__EXERCISE DESCRIPTION__
Copy out exactly the stretch of the listing below that begins at the line containing "Target: blue hard hat" and ends at the line containing "point_to(query) returns, for every instance of the woman's wrist", and copy nothing outside it.

__TASK DATA__

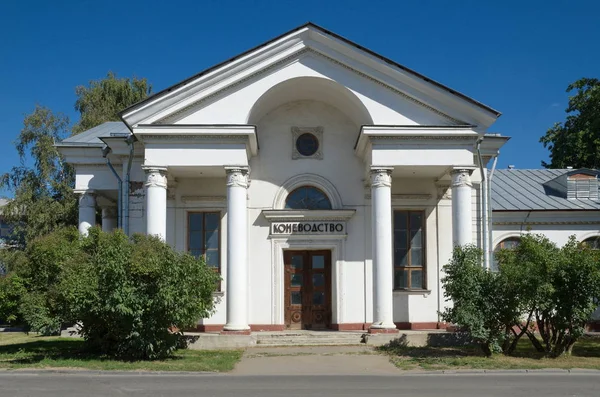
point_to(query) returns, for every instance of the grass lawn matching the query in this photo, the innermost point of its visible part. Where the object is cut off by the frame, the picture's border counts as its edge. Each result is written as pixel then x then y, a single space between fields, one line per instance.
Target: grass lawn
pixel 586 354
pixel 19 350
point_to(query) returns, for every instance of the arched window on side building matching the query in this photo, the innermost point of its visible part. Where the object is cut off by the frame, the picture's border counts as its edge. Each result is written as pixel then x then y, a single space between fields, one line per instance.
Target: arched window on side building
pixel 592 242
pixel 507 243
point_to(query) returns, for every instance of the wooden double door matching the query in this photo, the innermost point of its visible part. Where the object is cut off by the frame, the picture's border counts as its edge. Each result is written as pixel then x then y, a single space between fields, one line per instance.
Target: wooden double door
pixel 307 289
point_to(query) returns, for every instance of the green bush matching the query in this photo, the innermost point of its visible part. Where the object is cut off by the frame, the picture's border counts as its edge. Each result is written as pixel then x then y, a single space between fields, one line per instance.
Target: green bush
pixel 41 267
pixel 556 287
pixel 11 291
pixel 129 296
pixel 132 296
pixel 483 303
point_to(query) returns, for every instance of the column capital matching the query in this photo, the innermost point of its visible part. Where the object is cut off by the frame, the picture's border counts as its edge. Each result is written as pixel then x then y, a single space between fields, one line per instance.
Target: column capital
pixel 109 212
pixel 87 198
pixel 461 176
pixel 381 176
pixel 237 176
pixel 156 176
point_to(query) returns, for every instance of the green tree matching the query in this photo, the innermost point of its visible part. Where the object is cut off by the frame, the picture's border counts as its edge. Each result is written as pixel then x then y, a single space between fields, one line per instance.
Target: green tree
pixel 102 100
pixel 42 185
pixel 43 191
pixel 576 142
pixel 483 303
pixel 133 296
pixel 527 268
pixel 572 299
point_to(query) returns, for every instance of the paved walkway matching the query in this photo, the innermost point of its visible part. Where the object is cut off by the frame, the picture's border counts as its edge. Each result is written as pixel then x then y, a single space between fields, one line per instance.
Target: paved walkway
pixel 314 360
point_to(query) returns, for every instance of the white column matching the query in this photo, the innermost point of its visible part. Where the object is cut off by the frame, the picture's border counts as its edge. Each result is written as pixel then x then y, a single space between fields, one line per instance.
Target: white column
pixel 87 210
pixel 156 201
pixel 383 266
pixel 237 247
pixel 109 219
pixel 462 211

* * *

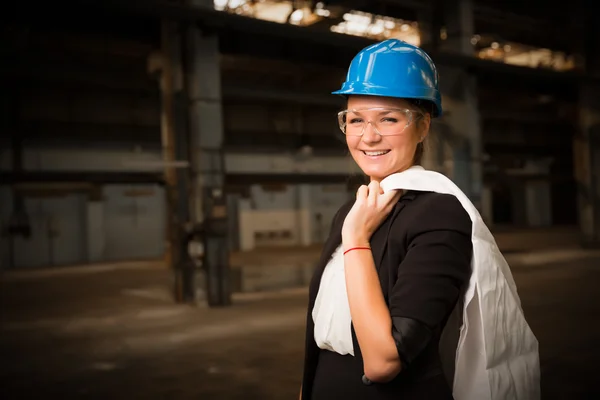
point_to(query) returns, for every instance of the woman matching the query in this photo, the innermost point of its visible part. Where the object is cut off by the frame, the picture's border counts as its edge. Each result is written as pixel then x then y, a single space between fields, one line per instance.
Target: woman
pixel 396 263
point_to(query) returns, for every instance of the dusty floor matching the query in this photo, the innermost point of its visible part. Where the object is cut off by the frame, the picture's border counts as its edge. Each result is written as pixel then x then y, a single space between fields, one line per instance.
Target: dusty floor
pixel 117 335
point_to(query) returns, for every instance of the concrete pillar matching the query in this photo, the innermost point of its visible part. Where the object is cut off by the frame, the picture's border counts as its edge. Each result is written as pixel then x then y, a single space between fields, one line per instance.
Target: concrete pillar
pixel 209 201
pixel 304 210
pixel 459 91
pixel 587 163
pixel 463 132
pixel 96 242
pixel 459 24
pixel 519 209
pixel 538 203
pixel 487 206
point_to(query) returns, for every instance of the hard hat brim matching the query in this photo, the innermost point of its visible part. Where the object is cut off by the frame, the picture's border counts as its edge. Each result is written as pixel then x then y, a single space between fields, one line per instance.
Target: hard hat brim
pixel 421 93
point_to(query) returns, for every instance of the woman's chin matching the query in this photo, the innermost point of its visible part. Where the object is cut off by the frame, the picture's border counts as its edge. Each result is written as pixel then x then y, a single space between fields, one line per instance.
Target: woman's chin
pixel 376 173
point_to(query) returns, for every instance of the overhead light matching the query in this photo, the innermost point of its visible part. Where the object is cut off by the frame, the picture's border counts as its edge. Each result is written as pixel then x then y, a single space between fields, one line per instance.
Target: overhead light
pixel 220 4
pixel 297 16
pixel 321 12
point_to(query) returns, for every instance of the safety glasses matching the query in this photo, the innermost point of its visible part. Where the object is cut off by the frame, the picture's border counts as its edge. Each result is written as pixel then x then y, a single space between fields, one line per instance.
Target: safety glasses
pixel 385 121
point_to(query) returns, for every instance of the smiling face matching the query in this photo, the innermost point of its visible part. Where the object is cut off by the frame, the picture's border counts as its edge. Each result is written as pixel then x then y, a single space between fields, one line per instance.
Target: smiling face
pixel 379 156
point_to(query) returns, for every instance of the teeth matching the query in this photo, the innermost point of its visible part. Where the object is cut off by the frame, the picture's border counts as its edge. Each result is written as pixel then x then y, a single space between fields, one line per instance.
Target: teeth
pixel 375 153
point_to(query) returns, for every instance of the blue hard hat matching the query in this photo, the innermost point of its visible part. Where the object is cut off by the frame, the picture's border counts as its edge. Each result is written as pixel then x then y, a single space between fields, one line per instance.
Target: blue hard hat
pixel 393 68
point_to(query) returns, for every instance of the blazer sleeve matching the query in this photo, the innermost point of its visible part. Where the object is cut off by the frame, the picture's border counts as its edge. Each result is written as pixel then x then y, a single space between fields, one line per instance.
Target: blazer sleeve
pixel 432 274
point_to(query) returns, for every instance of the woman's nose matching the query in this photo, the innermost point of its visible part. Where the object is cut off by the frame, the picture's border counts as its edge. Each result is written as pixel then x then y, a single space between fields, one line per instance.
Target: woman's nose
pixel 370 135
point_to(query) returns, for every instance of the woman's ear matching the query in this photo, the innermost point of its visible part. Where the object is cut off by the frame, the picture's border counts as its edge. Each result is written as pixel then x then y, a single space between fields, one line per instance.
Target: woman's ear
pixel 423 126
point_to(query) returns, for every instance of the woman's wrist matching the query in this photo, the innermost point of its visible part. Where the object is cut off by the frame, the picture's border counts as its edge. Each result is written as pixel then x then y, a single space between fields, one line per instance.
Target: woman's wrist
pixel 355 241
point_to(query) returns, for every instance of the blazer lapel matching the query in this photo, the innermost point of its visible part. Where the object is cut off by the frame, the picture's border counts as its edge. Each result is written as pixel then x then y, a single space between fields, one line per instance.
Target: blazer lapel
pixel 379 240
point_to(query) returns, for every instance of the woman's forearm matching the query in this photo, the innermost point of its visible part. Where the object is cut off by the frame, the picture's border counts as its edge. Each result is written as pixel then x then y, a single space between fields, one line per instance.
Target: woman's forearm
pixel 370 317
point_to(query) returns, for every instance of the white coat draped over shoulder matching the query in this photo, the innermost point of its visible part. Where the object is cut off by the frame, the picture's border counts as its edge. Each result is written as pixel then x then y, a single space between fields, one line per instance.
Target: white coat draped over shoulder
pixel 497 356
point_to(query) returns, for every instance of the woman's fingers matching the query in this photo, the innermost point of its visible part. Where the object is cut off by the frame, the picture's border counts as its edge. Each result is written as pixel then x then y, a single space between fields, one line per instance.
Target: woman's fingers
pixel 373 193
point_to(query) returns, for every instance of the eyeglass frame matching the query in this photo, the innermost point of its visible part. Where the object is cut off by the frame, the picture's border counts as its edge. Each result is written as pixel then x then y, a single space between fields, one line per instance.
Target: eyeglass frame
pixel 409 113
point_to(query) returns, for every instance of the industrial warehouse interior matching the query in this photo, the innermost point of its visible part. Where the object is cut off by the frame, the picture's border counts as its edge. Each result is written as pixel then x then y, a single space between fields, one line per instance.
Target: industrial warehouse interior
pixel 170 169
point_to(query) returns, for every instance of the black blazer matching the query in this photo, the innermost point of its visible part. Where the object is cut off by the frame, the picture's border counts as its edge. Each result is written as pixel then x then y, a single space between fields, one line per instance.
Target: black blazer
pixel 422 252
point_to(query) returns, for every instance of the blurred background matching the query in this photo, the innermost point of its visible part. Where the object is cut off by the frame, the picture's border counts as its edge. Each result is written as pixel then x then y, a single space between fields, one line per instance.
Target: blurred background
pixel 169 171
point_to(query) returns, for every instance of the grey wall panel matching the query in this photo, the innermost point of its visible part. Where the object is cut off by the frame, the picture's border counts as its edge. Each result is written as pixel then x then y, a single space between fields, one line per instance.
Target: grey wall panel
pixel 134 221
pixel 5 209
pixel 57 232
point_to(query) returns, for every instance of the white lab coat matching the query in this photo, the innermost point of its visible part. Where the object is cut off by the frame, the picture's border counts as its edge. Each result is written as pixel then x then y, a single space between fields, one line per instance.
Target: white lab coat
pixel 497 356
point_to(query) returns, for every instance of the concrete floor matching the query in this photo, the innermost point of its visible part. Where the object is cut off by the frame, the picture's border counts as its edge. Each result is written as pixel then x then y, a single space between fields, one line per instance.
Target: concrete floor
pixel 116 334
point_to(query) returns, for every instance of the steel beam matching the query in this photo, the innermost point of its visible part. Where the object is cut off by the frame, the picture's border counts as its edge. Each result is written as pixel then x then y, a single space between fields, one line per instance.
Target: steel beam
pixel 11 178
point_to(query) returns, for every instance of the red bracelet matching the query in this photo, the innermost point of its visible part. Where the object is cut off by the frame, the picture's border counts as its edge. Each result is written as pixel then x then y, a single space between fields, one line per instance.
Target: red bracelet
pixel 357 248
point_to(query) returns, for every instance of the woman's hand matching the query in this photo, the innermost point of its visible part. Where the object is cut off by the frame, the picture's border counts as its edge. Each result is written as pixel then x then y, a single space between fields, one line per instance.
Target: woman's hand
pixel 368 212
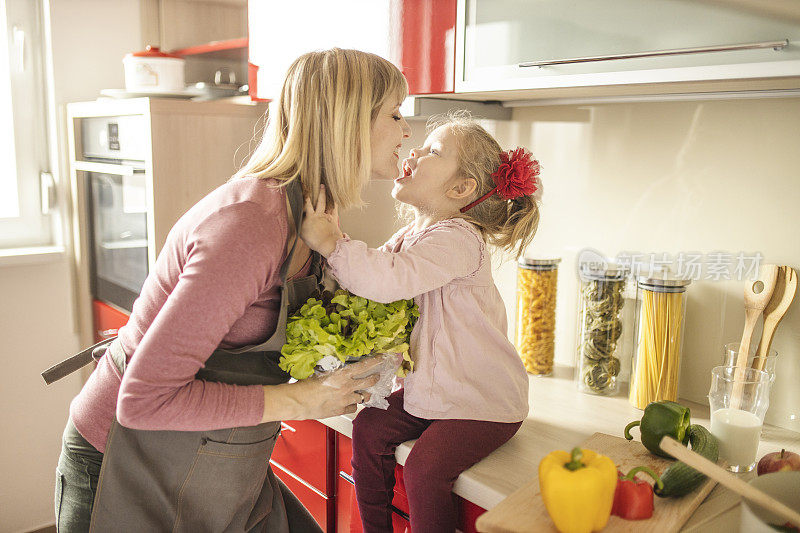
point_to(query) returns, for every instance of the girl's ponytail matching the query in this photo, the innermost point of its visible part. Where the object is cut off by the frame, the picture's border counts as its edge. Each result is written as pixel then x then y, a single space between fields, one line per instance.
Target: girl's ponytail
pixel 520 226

* * *

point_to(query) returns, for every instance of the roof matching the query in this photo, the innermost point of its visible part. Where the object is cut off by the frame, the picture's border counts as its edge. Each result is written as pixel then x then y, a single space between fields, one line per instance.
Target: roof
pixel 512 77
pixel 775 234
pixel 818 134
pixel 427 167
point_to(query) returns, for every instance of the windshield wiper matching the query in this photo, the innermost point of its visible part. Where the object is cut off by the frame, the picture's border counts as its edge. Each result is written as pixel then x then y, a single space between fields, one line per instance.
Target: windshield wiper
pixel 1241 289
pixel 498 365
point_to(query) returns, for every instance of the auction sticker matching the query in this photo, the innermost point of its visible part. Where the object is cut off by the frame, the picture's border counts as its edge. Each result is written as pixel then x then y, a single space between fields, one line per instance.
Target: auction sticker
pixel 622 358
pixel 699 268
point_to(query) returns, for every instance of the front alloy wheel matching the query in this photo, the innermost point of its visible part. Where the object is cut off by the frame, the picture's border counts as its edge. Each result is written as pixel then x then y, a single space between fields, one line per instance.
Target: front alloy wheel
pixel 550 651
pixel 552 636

__RESPONSE__
Target: blue hard hat
pixel 393 68
point_to(query) returns, for every instance of the blazer sleeve matching the query in this photo, the innermost point of its visible part. Where the object is cut off by the frame, the picture's border counts as its edge. Each result is written as pixel then x then y, a single space between fields, one line per instance.
Target: blazer sleeve
pixel 432 274
point_to(query) returns, for every instance of the woman's nose matching the query in this photo, the innermost point of its visible part. Where the object is cut off by the frame, the picture's border counts as its edge. Each result is written as pixel then x then y, a single space between fields, one line per instance.
Target: woman's nose
pixel 370 135
point_to(query) returns, for every instance of the woman's ear matching the query in this photo, the innermost point of its visible part. Where the object is cut off by the frame, the picture's border counts as its edge. Each result is written as pixel then x then y, a single space between fields, one line per instance.
Target: woman's ear
pixel 423 126
point_to(query) returns, for every instance of the woman's wrist matching the query in this photo, the innermost point of its visible part. Where the object is cut off by the frame, the picture's border counts as its edge. Each result is written as pixel then x then y, a single space between fields, one line per instance.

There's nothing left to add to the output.